DATA RECORDS:
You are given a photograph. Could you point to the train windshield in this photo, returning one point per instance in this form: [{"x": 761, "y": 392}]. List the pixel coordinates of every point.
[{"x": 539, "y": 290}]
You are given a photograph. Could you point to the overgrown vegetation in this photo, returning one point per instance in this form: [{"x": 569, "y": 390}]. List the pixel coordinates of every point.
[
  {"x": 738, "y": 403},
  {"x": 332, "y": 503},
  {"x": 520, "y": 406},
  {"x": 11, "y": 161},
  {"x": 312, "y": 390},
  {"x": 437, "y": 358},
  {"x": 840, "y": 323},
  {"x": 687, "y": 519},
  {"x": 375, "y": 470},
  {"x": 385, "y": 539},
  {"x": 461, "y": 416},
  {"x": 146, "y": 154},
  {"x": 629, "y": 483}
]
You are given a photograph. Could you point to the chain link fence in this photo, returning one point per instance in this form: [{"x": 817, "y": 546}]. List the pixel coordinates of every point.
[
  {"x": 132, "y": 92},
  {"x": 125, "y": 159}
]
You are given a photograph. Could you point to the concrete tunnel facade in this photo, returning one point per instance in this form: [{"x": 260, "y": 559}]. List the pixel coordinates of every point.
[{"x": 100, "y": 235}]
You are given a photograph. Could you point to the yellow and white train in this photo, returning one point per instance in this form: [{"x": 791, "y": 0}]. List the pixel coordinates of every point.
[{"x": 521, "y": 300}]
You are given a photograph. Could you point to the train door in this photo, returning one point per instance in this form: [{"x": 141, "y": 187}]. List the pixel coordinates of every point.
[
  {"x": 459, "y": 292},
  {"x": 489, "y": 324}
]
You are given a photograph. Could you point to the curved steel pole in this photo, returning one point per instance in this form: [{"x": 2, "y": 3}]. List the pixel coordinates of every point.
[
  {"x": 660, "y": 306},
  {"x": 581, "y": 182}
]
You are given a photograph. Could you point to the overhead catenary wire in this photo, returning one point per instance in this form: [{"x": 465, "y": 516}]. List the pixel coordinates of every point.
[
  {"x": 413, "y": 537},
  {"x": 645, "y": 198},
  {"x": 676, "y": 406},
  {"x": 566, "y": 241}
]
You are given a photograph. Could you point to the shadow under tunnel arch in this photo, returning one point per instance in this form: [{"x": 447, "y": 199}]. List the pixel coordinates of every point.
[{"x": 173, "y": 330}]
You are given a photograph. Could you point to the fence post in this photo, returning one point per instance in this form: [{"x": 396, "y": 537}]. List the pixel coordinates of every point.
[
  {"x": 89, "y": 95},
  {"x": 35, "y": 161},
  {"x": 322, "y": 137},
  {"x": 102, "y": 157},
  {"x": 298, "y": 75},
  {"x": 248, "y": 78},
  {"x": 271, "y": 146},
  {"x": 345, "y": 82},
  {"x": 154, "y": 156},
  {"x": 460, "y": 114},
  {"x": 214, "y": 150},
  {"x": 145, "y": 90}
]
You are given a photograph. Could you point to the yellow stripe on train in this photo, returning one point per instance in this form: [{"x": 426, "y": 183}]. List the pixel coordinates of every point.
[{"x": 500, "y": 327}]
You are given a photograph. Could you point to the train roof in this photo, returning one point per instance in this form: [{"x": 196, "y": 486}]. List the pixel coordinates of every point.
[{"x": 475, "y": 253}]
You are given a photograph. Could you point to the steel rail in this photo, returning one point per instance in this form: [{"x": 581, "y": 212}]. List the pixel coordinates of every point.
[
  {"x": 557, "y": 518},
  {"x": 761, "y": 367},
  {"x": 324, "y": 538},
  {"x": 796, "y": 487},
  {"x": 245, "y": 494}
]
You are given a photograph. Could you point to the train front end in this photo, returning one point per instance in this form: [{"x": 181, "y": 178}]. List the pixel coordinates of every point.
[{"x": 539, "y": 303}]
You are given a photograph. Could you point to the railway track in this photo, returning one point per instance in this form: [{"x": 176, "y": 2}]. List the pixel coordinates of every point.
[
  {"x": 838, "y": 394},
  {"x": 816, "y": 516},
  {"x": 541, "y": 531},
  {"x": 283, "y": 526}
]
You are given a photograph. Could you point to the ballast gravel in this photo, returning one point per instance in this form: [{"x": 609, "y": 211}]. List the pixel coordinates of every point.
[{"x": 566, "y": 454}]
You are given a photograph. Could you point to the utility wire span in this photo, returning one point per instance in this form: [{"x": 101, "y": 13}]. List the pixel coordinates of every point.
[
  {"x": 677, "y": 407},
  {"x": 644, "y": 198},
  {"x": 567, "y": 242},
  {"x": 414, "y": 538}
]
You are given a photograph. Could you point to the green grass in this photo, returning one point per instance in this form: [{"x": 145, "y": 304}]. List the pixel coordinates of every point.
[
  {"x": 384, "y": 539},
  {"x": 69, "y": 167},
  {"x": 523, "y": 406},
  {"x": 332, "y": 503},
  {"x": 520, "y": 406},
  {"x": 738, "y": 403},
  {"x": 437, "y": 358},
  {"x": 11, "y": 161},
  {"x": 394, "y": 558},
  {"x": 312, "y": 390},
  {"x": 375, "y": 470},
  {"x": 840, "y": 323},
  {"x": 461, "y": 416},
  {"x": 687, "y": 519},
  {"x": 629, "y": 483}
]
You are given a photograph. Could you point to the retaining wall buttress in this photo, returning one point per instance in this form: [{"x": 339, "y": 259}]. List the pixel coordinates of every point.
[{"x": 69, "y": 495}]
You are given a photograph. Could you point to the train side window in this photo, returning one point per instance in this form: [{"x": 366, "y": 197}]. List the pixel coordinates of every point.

EXERCISE: Give every entry back exactly as it was written above.

YOUR SOLUTION:
You are given a photograph. Could you point to the train windshield in this photo, returning one point per instance in this form: [{"x": 761, "y": 392}]. List the pixel coordinates of every point.
[{"x": 539, "y": 290}]
You are given a photograph. Could you point to the overgrown vegetation in this photo, returning one point per instance in this form: [{"x": 569, "y": 390}]. List the pixel coordinates of every point.
[
  {"x": 738, "y": 403},
  {"x": 332, "y": 503},
  {"x": 520, "y": 406},
  {"x": 11, "y": 161},
  {"x": 312, "y": 390},
  {"x": 437, "y": 358},
  {"x": 840, "y": 323},
  {"x": 687, "y": 519},
  {"x": 375, "y": 470},
  {"x": 385, "y": 539},
  {"x": 461, "y": 416},
  {"x": 146, "y": 154},
  {"x": 629, "y": 483}
]
You are given a photograph. Could you point to the chain link fence in this photo, returning one point per instance in this form: [{"x": 817, "y": 546}]. List the pixel coordinates of every point.
[
  {"x": 132, "y": 92},
  {"x": 125, "y": 159}
]
You are given a photograph. Could you point to the concrete tunnel facade in this photo, returning one point per instance in this form: [{"x": 260, "y": 559}]. List the pixel coordinates of every point.
[{"x": 100, "y": 235}]
You are given a photograph. Could you point to the yellow and white train in this photo, returning one point per instance in this form: [{"x": 791, "y": 0}]. List the pixel coordinates of every point.
[{"x": 521, "y": 300}]
You are given a photograph. Could you point to the train door in this photo, returning one point per instance in this form: [{"x": 141, "y": 187}]. List the pixel coordinates of every point.
[
  {"x": 459, "y": 292},
  {"x": 489, "y": 324}
]
You are given a photograph. Could you point to the curved steel pole in this photo, returning one point per instance in this form: [{"x": 2, "y": 3}]. List the pixel coordinates of every point.
[
  {"x": 660, "y": 306},
  {"x": 581, "y": 182}
]
You are given a photograph. Could you point to the overhead catenary wire in this photo, returning one point per instance in this form: [{"x": 465, "y": 516}]. List the pixel coordinates of every point.
[
  {"x": 413, "y": 537},
  {"x": 645, "y": 198},
  {"x": 676, "y": 406},
  {"x": 566, "y": 241}
]
You are given a photograph. Could you point to the shadow under tunnel arch in this photo, returning one point per instance in this form: [{"x": 447, "y": 199}]. List the pixel coordinates of every point.
[{"x": 173, "y": 330}]
You are given a photograph. Could you point to the fence post in this photo, returning one point per instance in this form: [{"x": 396, "y": 537}]. List the pixel coordinates of every point.
[
  {"x": 89, "y": 95},
  {"x": 35, "y": 161},
  {"x": 322, "y": 137},
  {"x": 102, "y": 157},
  {"x": 298, "y": 75},
  {"x": 248, "y": 78},
  {"x": 271, "y": 146},
  {"x": 345, "y": 82},
  {"x": 154, "y": 156},
  {"x": 460, "y": 114},
  {"x": 214, "y": 150},
  {"x": 145, "y": 90}
]
You are given a photograph. Could you point to the yellow stripe on train in this photo, returning one point per instance in this form: [{"x": 426, "y": 183}]. List the pixel coordinates of every point.
[{"x": 500, "y": 327}]
You are given a photograph. Could you point to the train roof in this photo, returning one point per instance in this form: [{"x": 196, "y": 486}]. List the pixel coordinates of every point.
[{"x": 475, "y": 253}]
You are given a photograph. Could you point to the steel rail in this photo, returning one point per instance in this form: [{"x": 581, "y": 212}]. List the pixel coordinates of every point.
[
  {"x": 557, "y": 518},
  {"x": 761, "y": 367},
  {"x": 324, "y": 538},
  {"x": 796, "y": 487},
  {"x": 245, "y": 494}
]
You are given a photograph. Could you point to the train front end in this photo, returning one point per instance in this form: [{"x": 181, "y": 178}]. List the pixel coordinates of every point.
[{"x": 539, "y": 303}]
You are given a photograph. Could you point to the railway track in this photo, returning one point per instance in this form: [{"x": 176, "y": 2}]. List the pixel coordinates of every point.
[
  {"x": 838, "y": 394},
  {"x": 816, "y": 516},
  {"x": 541, "y": 531},
  {"x": 283, "y": 526}
]
You are given a photograph. Could you point to the ballast gravel in this photo, returning one point per instance in this form: [{"x": 609, "y": 211}]. List the pixel coordinates of every point.
[{"x": 566, "y": 454}]
You are given a photograph. Could you point to the utility wire span in this photo, returning one point per instance in this form: [{"x": 101, "y": 13}]. List the pixel coordinates of every point.
[
  {"x": 677, "y": 407},
  {"x": 644, "y": 198},
  {"x": 567, "y": 242},
  {"x": 414, "y": 538}
]
You are given a photograph. Could you point to the green grass in this photo, returning one point per instance in this form: [{"x": 145, "y": 304}]. List the pixel coordinates of every point.
[
  {"x": 384, "y": 539},
  {"x": 69, "y": 167},
  {"x": 523, "y": 406},
  {"x": 332, "y": 503},
  {"x": 520, "y": 406},
  {"x": 738, "y": 403},
  {"x": 437, "y": 358},
  {"x": 11, "y": 161},
  {"x": 394, "y": 558},
  {"x": 312, "y": 390},
  {"x": 375, "y": 470},
  {"x": 840, "y": 323},
  {"x": 461, "y": 416},
  {"x": 687, "y": 519},
  {"x": 629, "y": 483}
]
You are given a photograph. Could you point to the retaining wall buttress in this photo, returning one point per instance in this form: [{"x": 339, "y": 259}]. List the pixel coordinates of every point.
[{"x": 69, "y": 495}]
You are given a photograph. Could you point to the train side window in this photo, returning one point per instance in this form: [{"x": 366, "y": 197}]. List the pixel coordinates of every point.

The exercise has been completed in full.